WHAT TO WORK ON: Reproduce the items below verbatim, from the first line through the line containing "0;377;311;567", with that line included.
>> begin RECORDS SUPPLIED
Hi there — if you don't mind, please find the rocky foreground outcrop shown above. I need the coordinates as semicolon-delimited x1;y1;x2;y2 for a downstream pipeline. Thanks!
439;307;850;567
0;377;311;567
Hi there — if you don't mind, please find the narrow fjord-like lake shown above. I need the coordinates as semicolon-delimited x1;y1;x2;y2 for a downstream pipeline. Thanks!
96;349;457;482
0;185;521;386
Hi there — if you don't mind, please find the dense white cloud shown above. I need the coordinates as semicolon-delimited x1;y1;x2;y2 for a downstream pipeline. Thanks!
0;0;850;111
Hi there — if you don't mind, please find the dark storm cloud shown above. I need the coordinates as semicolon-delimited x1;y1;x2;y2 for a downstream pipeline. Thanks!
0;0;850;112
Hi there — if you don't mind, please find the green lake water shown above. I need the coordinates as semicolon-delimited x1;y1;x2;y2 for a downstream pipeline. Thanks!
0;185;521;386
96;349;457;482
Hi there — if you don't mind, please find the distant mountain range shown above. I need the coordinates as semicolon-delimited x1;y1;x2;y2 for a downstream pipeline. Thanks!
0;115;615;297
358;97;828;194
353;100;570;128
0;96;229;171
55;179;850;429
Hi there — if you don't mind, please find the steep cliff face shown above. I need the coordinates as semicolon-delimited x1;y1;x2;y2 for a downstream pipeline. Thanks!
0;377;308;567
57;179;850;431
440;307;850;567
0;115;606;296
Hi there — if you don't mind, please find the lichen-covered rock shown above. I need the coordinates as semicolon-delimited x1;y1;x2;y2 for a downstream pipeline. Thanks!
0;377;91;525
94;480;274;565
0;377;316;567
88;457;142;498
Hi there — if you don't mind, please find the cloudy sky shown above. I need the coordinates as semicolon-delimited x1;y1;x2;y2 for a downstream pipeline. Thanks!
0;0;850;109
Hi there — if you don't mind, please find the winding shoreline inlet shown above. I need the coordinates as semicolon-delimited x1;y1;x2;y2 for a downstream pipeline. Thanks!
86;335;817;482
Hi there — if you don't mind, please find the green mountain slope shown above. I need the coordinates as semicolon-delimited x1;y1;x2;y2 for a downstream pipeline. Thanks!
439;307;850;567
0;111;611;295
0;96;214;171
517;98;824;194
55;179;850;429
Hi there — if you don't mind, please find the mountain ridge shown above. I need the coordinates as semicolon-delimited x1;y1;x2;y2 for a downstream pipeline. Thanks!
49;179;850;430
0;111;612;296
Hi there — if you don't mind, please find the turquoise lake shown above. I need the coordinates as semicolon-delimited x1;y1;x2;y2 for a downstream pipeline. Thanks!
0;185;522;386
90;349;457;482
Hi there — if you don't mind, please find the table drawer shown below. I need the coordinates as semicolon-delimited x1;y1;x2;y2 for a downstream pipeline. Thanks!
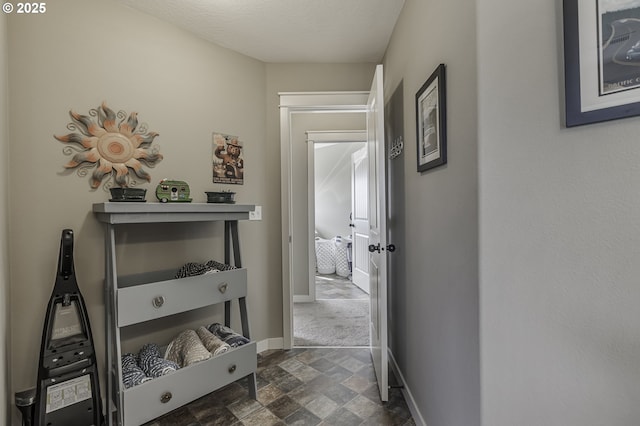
>> end RECORDS SUPPLIED
IN RESPONSE:
Hi there — if you don't mind, please find the rocky foreground outcrop shown above. I need the coordinates as semicolon-delimited x1;y1;x2;y2 for a downstream pipeline. Thanks!
439;307;850;567
0;377;311;567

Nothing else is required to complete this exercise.